## PASSAGE PROVIDED:
+ + + + +

Still Life was an American post-hardcore band originally from Moorpark, California, and then the San Fernando Valley, California. They are credited for helping pioneer the first wave of emo. They started in the late 1980s with the name Monster Club. They changed their name in 1991 after the departure of the original lead singer Rick Rodney who joined the band Strife. They were active until 2003 when all of their instruments were stolen from Chris Pitzel's truck parked on the street in front of their house after a show. Former Members Paul Rauch and David Pitzel have started a new band named Old Ground and continue to use Still Life's label, Sunflower Tribe.

Discography 

 Still Life/Evergreen split (Anomaly) 7"
 Still Life (self-titled) (Rhetoric Records) 7"
 Slow Children at Play (Rhetoric) 8"
 Still Life/Cerberus Shoal (Tree Records) 7"
 From Angry Heads with Skyward Eyes (Ebullition Records) 2xLP/CD
 Still Life/Jara split (Sunflower Tribe) 12"
 Still Life/Resin split (Sunflower Tribe) 12"

+ + + + +

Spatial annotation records
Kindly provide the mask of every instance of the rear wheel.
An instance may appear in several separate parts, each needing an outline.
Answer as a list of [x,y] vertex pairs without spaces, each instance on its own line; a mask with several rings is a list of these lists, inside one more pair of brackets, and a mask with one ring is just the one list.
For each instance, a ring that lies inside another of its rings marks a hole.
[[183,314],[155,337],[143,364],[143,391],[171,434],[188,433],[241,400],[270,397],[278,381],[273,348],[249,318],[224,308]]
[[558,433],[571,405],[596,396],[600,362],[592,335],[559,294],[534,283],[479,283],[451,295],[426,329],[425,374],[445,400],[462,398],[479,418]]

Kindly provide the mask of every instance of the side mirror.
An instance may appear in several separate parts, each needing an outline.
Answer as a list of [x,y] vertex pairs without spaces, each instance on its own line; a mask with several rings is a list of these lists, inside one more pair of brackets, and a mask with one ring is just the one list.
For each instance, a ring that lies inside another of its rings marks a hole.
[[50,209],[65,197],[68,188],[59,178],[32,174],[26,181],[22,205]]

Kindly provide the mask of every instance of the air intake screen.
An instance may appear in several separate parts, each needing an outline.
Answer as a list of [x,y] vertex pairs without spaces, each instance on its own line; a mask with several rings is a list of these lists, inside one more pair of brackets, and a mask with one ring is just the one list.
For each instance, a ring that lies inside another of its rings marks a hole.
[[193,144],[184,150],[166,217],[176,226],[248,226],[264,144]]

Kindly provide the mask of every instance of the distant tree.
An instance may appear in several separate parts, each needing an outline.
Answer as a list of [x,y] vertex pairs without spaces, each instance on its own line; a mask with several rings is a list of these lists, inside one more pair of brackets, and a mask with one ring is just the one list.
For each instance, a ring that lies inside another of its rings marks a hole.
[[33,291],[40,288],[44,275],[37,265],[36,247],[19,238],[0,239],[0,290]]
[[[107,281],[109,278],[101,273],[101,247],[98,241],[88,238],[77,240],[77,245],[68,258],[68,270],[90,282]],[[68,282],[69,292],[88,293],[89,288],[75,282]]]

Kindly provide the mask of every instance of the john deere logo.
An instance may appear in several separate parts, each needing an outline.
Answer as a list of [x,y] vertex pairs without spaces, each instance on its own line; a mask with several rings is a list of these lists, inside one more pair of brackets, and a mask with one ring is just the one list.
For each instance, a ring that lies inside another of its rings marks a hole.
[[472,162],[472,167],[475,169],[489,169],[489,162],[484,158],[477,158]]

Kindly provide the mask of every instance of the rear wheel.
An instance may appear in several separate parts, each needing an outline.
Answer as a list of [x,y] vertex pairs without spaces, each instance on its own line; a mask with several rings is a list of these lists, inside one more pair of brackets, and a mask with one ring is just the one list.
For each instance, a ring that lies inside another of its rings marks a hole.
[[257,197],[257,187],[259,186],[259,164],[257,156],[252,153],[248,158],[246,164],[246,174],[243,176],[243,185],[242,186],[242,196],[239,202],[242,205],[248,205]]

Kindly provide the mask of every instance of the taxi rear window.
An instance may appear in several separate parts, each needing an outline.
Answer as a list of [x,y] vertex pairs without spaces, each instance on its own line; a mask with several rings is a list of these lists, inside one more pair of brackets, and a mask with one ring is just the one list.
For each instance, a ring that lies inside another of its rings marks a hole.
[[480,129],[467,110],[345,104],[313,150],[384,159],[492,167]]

+ + + + +

## SET TASKS:
1 - Answer these questions from the Still Life passage:
(a) What name did the band use when it started in the late 1980s?
(b) In what year did the band change its name?
(c) Which label released From Angry Heads with Skyward Eyes?
2 - Retype the portion of the Still Life passage starting at "Still Life was" and ending at "label, Sunflower Tribe.".
None of these lines are needed.

## WRITTEN ANSWERS:
1 -
(a) Monster Club
(b) 1991
(c) Ebullition Records

2 -
Still Life was an American post-hardcore band originally from Moorpark, California, and then the San Fernando Valley, California. They are credited for helping pioneer the first wave of emo. They started in the late 1980s with the name Monster Club. They changed their name in 1991 after the departure of the original lead singer Rick Rodney who joined the band Strife. They were active until 2003 when all of their instruments were stolen from Chris Pitzel's truck parked on the street in front of their house after a show. Former Members Paul Rauch and David Pitzel have started a new band named Old Ground and continue to use Still Life's label, Sunflower Tribe.